**Stored data**

════

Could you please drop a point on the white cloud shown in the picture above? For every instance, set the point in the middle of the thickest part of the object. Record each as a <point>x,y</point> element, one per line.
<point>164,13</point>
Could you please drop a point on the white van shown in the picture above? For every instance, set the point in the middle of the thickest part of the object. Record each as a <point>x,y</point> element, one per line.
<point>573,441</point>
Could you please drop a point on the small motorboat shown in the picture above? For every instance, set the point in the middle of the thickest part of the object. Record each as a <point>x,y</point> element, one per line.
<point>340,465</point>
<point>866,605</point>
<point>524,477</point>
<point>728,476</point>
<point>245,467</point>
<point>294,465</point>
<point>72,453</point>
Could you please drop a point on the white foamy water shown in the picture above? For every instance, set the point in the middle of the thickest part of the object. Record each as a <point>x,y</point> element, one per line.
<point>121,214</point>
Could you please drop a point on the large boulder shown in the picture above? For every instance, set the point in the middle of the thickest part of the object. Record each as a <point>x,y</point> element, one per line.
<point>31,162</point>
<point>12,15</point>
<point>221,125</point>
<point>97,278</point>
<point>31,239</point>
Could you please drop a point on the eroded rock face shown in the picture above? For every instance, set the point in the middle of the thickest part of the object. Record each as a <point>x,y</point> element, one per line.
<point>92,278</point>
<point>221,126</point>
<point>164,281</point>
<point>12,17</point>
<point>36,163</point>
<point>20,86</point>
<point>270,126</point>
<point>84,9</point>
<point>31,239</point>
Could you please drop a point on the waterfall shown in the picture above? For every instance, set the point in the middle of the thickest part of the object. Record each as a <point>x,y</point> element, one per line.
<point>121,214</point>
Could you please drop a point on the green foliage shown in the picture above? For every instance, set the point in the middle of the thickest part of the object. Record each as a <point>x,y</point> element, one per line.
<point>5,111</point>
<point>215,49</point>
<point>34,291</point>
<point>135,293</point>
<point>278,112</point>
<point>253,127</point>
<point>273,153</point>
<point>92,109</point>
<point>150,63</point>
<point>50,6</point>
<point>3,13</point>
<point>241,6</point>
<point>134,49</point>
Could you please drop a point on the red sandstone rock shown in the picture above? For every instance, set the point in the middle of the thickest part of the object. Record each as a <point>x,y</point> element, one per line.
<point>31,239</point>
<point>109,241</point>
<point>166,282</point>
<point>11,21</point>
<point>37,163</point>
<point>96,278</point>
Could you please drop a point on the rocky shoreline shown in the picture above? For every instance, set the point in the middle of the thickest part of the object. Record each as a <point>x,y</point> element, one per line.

════

**Exercise objective**
Could you write out all the entries exactly as given?

**Exercise response**
Could you please drop a point on the white cloud shown in the picture above? For every instance, set the point in the middle of the thickest part of the object. Record each as a <point>x,y</point> element, one per line.
<point>164,13</point>
Could you please drop a point on the white van shown in the picture above? For every instance, set the point in the middle of the thickest part of the object. Record each as a <point>x,y</point> element, one per line.
<point>573,441</point>
Could you please drop a point on the small motorboat shown in the picture above? For every instance, set the point in the middle of the thickest part of the object. Record each as a <point>x,y</point> element, one per line.
<point>340,465</point>
<point>866,605</point>
<point>524,477</point>
<point>728,476</point>
<point>245,467</point>
<point>294,465</point>
<point>72,453</point>
Could you please drop a point on the white foamy water shown in the picture above? For every instance, set the point in the middle of the thickest part of the object. Record each as a <point>x,y</point> element, one per line.
<point>121,214</point>
Could you please drop a point on the large boulder shown in the picture above? For every instance, set the point in the middle of the thickest part of the object. Record each as a <point>x,y</point> element, one per line.
<point>31,162</point>
<point>12,15</point>
<point>221,125</point>
<point>97,278</point>
<point>31,239</point>
Could you please drop a point on the eroded rock face shown in the picture above? For every instance, set the point in the middle of the thickest part of the object. Record each as a <point>x,y</point> element, one per line.
<point>92,278</point>
<point>221,126</point>
<point>164,281</point>
<point>12,17</point>
<point>36,163</point>
<point>20,86</point>
<point>270,126</point>
<point>84,9</point>
<point>31,239</point>
Could you please drop a point on the waterfall shown in the picture above? For every instance, set the point in the middle of the thickest part of the object. Record each as a <point>x,y</point> element, one per line.
<point>121,214</point>
Could you please drop a point on the green foliage shown in the picture above? For every instance, set the point in the middle of the thickest part of the object. Record each as a <point>x,y</point> element, one per line.
<point>5,111</point>
<point>215,49</point>
<point>34,291</point>
<point>135,293</point>
<point>278,112</point>
<point>253,127</point>
<point>273,153</point>
<point>92,109</point>
<point>150,63</point>
<point>50,6</point>
<point>3,13</point>
<point>241,6</point>
<point>134,49</point>
Could you please drop a point on the red sandstone rock shown in the picture above? For every instance, set the point in the middle of the thickest part of the object. Record each as a <point>x,y</point> element, one per line.
<point>31,239</point>
<point>109,241</point>
<point>166,282</point>
<point>11,21</point>
<point>37,163</point>
<point>96,278</point>
Could you please drop a point on the rocky shoreline shown in the picture above? For every instance, set the point in the middle of the thickest part of the object. Record each as a <point>x,y</point> element, one per line.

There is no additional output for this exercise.